__Source data__
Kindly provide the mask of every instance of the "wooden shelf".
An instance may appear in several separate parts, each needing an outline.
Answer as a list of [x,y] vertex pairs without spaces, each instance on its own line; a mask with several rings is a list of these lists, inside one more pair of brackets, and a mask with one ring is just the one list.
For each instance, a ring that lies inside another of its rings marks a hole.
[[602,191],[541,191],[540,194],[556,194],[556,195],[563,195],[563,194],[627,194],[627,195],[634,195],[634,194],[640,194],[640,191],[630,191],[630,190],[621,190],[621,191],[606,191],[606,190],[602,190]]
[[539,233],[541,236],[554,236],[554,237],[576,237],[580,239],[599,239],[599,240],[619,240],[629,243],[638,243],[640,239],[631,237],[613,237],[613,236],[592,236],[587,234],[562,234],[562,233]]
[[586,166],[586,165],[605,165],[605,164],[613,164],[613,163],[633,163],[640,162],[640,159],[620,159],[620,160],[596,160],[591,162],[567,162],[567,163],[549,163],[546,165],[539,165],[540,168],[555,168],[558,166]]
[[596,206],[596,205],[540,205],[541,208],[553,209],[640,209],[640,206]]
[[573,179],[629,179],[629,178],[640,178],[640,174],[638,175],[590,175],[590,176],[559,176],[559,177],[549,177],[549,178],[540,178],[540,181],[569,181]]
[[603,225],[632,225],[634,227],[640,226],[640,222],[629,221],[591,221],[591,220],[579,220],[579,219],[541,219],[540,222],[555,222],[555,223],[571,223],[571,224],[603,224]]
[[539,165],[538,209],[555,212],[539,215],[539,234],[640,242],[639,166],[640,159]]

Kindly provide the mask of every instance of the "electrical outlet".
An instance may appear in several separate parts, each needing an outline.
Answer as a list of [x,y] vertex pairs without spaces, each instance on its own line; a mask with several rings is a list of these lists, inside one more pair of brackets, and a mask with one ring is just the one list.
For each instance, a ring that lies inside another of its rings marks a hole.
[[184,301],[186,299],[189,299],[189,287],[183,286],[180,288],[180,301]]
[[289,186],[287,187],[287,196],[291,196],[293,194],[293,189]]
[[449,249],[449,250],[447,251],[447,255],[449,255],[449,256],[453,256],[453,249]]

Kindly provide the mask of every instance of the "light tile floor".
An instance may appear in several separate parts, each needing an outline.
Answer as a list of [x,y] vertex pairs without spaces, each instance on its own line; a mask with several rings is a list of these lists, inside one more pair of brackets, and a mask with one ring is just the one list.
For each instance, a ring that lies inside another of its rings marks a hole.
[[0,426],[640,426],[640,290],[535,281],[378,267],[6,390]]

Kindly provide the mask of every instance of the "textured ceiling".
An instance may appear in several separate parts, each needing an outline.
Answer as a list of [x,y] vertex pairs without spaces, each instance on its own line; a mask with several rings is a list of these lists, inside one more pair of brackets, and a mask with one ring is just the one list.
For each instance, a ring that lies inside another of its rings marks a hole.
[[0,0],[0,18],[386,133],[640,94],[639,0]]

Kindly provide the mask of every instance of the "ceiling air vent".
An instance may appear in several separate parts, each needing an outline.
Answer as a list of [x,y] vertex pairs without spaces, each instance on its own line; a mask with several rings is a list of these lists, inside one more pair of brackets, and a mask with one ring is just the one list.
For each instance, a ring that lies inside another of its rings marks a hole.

__How to complete this task__
Your answer should be the data above, retyped in full and unaltered.

__Solution for this exercise__
Kindly provide the mask of every instance of the "wooden shelf".
An instance may appear in several separate parts, each needing an outline.
Answer as a list of [x,y] vertex pairs without spaces, each instance on its own line; a mask with several rings is a list of these lists, inside one more pair of brackets, and a mask with one ring is just the one list.
For each instance, a ring that lies inside another of its rings marks a hole.
[[602,191],[541,191],[540,194],[556,194],[556,195],[563,195],[563,194],[627,194],[627,195],[634,195],[634,194],[640,194],[640,191],[630,191],[630,190],[621,190],[621,191],[606,191],[606,190],[602,190]]
[[539,233],[541,236],[554,236],[554,237],[576,237],[580,239],[599,239],[599,240],[619,240],[629,243],[638,243],[640,239],[631,237],[613,237],[613,236],[592,236],[587,234],[562,234],[562,233]]
[[586,166],[586,165],[605,165],[605,164],[613,164],[613,163],[633,163],[640,162],[640,159],[620,159],[620,160],[596,160],[591,162],[567,162],[567,163],[549,163],[546,165],[539,165],[540,168],[555,168],[558,166]]
[[596,206],[596,205],[540,205],[541,208],[553,209],[640,209],[640,206]]
[[573,179],[629,179],[629,178],[640,178],[640,174],[638,175],[590,175],[590,176],[559,176],[559,177],[549,177],[549,178],[540,178],[540,181],[569,181]]
[[603,225],[632,225],[634,227],[640,226],[640,222],[629,221],[591,221],[591,220],[579,220],[579,219],[541,219],[540,222],[555,222],[555,223],[571,223],[571,224],[603,224]]
[[539,165],[538,209],[555,212],[539,215],[539,234],[640,242],[639,166],[640,159]]

Kindly provide the mask of every instance of the "electrical outlet".
An instance may appear in several separate parts, each needing an outline.
Answer as a list of [x,y] vertex pairs without spaces, each instance on its own line; a mask with several rings is a list of these lists, inside one more pair of brackets, and a mask with one ring is just the one list.
For each instance, a ring that lies inside another of its rings marks a hole.
[[184,301],[186,299],[189,299],[189,287],[183,286],[180,288],[180,301]]
[[289,186],[287,187],[287,196],[291,196],[293,194],[293,189]]
[[449,249],[449,250],[447,251],[447,255],[449,255],[449,256],[453,256],[453,249]]

Kindly provide the mask of every instance of the "light tile floor".
An instance may appear in several separate parts, each needing an outline.
Answer as a list of [x,y] vertex pairs without spaces, each instance on its own line; a mask with several rings is a list of these lists, inside one more pair of brackets, and a mask with one ring is just the one list.
For each instance, a ring that lies inside another of its rings marks a hole.
[[0,426],[640,426],[640,290],[535,281],[378,267],[6,390]]

Kindly provide the mask of every instance of the "textured ceiling".
An instance may appear in several separate parts, each needing an outline.
Answer as a list of [x,y] vertex pairs without spaces, each instance on its own line; a mask with several rings is a list of these lists, inside one more pair of brackets, and a mask with one ring is just the one list.
For each instance, a ring that lies inside another of its rings marks a hole.
[[0,0],[0,18],[386,133],[640,94],[639,0]]

Kindly provide the mask of every instance of the "ceiling air vent".
An instance may appear in several separate parts, each needing an outline.
Answer as a list of [x,y] vertex pairs without spaces, each instance on its own line; a mask with several rings is a list of these lists, inside one more pair of brackets, and a mask with one ring is just the one list.
For each instance, a ring that lies inside another of its rings marks a hole.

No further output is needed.